* [Task brief]
Scan the records below. List lines holding "floor".

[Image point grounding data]

********

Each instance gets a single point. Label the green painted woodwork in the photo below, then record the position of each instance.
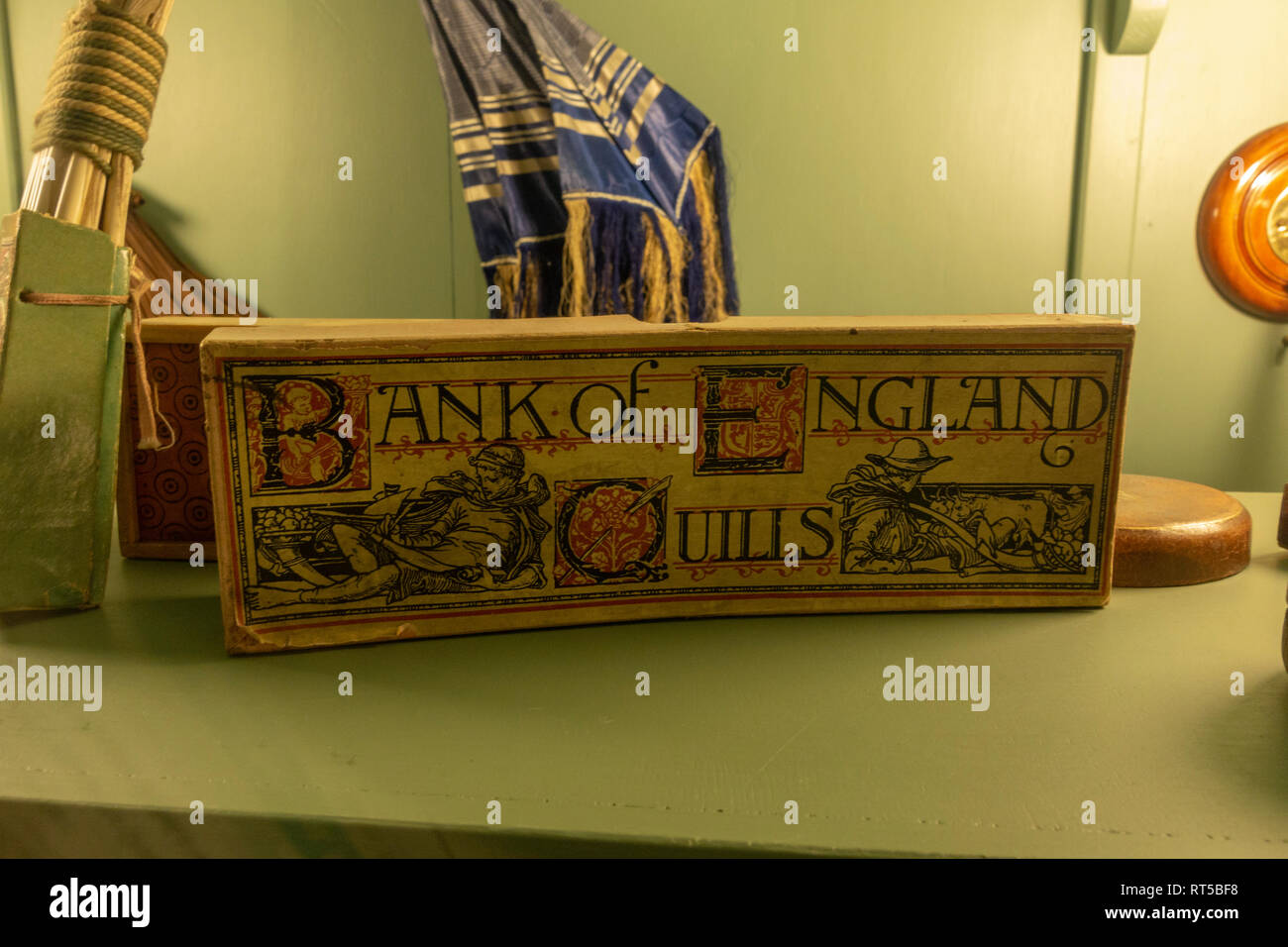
(1128, 706)
(831, 153)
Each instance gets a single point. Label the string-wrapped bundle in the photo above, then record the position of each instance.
(591, 185)
(63, 295)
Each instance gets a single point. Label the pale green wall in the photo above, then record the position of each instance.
(829, 151)
(1215, 78)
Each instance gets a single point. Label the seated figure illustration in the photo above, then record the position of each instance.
(883, 530)
(892, 522)
(463, 534)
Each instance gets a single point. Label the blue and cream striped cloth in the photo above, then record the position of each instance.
(592, 187)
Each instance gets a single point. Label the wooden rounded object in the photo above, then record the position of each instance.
(1175, 532)
(1283, 521)
(1243, 226)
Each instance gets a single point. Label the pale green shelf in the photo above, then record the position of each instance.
(1128, 706)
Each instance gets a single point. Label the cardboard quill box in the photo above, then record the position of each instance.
(162, 497)
(399, 479)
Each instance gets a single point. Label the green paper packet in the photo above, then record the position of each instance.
(59, 411)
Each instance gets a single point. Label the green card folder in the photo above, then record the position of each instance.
(59, 411)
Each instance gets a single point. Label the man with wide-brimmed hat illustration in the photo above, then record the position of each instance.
(463, 534)
(881, 532)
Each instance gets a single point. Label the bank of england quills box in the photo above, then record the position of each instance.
(377, 480)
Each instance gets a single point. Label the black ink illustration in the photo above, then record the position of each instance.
(463, 534)
(894, 523)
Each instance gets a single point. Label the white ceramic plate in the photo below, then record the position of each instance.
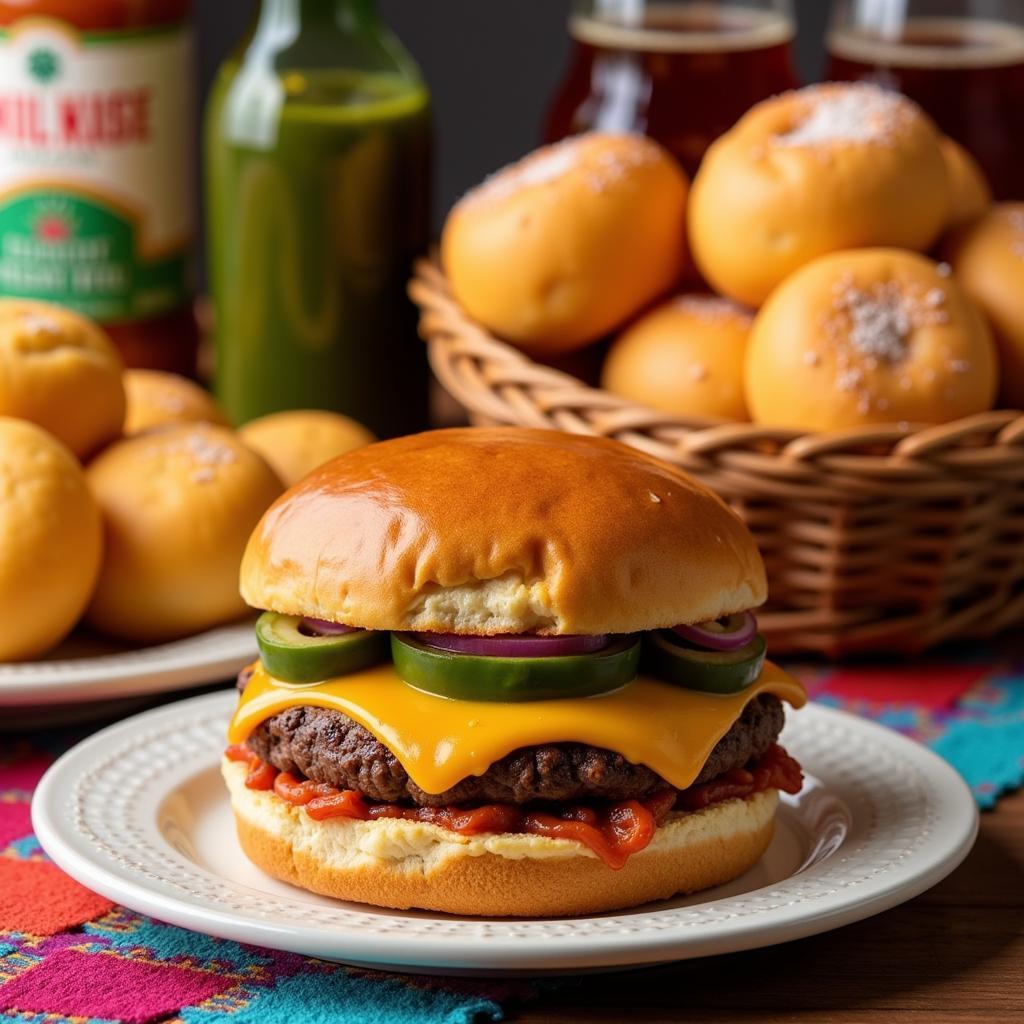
(85, 669)
(138, 813)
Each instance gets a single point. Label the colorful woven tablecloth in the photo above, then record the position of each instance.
(67, 954)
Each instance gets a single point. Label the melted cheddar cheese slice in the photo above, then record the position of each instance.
(440, 741)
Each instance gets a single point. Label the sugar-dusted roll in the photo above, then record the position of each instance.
(685, 356)
(50, 541)
(297, 441)
(157, 398)
(829, 167)
(970, 195)
(60, 371)
(868, 336)
(562, 247)
(178, 505)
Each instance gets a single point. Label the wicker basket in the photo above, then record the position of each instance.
(887, 538)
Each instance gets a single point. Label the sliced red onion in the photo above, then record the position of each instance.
(322, 627)
(729, 633)
(514, 644)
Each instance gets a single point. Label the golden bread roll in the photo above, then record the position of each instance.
(396, 863)
(296, 442)
(685, 356)
(156, 398)
(178, 506)
(581, 535)
(50, 541)
(868, 336)
(59, 371)
(568, 243)
(970, 195)
(987, 257)
(829, 167)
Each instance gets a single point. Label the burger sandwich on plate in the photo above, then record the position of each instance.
(506, 672)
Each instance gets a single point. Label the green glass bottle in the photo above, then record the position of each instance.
(317, 150)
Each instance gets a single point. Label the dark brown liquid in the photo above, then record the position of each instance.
(969, 76)
(684, 77)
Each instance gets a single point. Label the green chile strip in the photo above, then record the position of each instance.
(471, 677)
(711, 671)
(293, 656)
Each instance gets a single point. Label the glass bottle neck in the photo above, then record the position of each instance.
(342, 15)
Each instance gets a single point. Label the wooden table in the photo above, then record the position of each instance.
(955, 953)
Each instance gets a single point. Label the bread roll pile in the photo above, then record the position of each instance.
(851, 266)
(127, 501)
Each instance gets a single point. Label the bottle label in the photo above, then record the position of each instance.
(95, 170)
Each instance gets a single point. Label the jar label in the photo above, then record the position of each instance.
(95, 170)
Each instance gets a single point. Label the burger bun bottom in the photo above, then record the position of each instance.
(401, 864)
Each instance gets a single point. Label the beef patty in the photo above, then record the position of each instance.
(329, 747)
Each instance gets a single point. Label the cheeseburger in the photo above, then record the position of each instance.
(506, 672)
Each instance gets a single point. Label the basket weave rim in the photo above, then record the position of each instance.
(488, 375)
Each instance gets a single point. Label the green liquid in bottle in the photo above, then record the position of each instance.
(317, 186)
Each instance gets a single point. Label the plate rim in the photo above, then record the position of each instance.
(498, 954)
(203, 657)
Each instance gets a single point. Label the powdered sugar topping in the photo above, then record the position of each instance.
(868, 327)
(856, 114)
(205, 452)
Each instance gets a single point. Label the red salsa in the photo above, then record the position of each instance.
(613, 833)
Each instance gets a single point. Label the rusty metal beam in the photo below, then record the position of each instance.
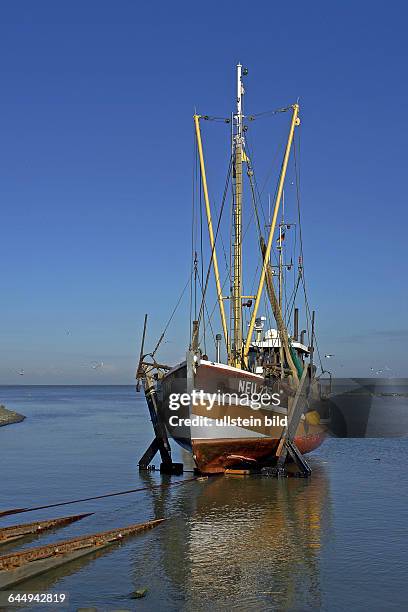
(15, 532)
(94, 541)
(20, 566)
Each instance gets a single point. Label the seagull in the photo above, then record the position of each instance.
(96, 364)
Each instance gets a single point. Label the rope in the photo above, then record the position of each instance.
(171, 317)
(84, 499)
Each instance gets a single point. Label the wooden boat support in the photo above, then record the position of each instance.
(286, 444)
(20, 566)
(16, 532)
(160, 441)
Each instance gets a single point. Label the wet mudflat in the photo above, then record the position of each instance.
(338, 541)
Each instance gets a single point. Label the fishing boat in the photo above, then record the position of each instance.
(233, 409)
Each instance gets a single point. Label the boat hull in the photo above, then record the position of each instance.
(223, 435)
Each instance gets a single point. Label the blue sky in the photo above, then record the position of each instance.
(96, 154)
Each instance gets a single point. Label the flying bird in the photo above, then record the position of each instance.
(95, 365)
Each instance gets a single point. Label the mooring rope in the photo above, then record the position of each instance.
(76, 501)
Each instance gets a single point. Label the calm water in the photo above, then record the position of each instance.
(336, 542)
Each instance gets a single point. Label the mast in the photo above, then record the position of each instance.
(295, 122)
(235, 357)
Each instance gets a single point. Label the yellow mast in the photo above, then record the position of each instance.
(210, 231)
(235, 357)
(295, 121)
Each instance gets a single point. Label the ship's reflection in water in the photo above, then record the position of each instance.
(245, 542)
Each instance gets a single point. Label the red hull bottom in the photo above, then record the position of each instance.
(216, 456)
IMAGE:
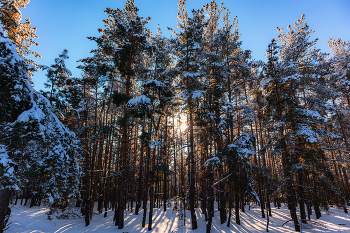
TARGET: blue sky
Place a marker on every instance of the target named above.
(65, 24)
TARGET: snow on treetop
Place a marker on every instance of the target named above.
(142, 99)
(212, 161)
(155, 82)
(307, 132)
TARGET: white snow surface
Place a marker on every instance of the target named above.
(34, 220)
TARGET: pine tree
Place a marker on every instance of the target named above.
(35, 146)
(19, 32)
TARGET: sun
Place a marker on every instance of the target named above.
(183, 126)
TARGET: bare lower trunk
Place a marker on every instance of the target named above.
(5, 211)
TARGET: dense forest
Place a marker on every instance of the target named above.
(175, 123)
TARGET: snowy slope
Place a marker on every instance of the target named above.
(34, 220)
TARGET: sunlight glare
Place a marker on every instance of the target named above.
(183, 126)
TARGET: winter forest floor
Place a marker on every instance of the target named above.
(35, 220)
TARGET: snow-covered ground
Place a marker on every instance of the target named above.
(35, 220)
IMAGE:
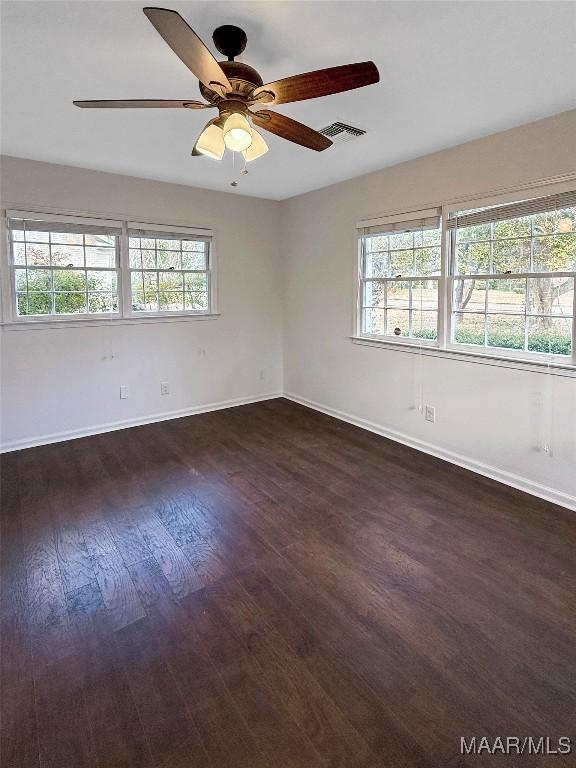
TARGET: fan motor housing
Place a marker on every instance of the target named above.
(243, 79)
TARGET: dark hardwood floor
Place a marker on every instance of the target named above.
(267, 587)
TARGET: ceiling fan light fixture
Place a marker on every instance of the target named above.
(237, 132)
(211, 142)
(257, 148)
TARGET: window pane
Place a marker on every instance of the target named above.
(550, 335)
(37, 237)
(165, 244)
(424, 324)
(507, 296)
(520, 227)
(400, 240)
(377, 243)
(193, 260)
(19, 253)
(102, 302)
(424, 294)
(69, 280)
(171, 302)
(101, 240)
(144, 292)
(551, 222)
(20, 278)
(37, 255)
(555, 254)
(398, 295)
(36, 304)
(170, 281)
(506, 331)
(374, 294)
(427, 237)
(200, 246)
(551, 295)
(402, 263)
(38, 280)
(142, 259)
(473, 234)
(377, 265)
(469, 295)
(195, 282)
(70, 303)
(511, 256)
(100, 257)
(66, 238)
(167, 259)
(102, 281)
(398, 322)
(473, 258)
(67, 256)
(197, 301)
(427, 261)
(469, 329)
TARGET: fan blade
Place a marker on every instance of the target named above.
(290, 129)
(188, 47)
(139, 103)
(323, 82)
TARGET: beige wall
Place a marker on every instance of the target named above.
(299, 256)
(67, 380)
(494, 419)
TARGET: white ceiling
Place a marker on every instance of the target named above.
(450, 72)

********

* [Exercise solution]
TARGET: winter forest floor
TARGET: dark hardwood floor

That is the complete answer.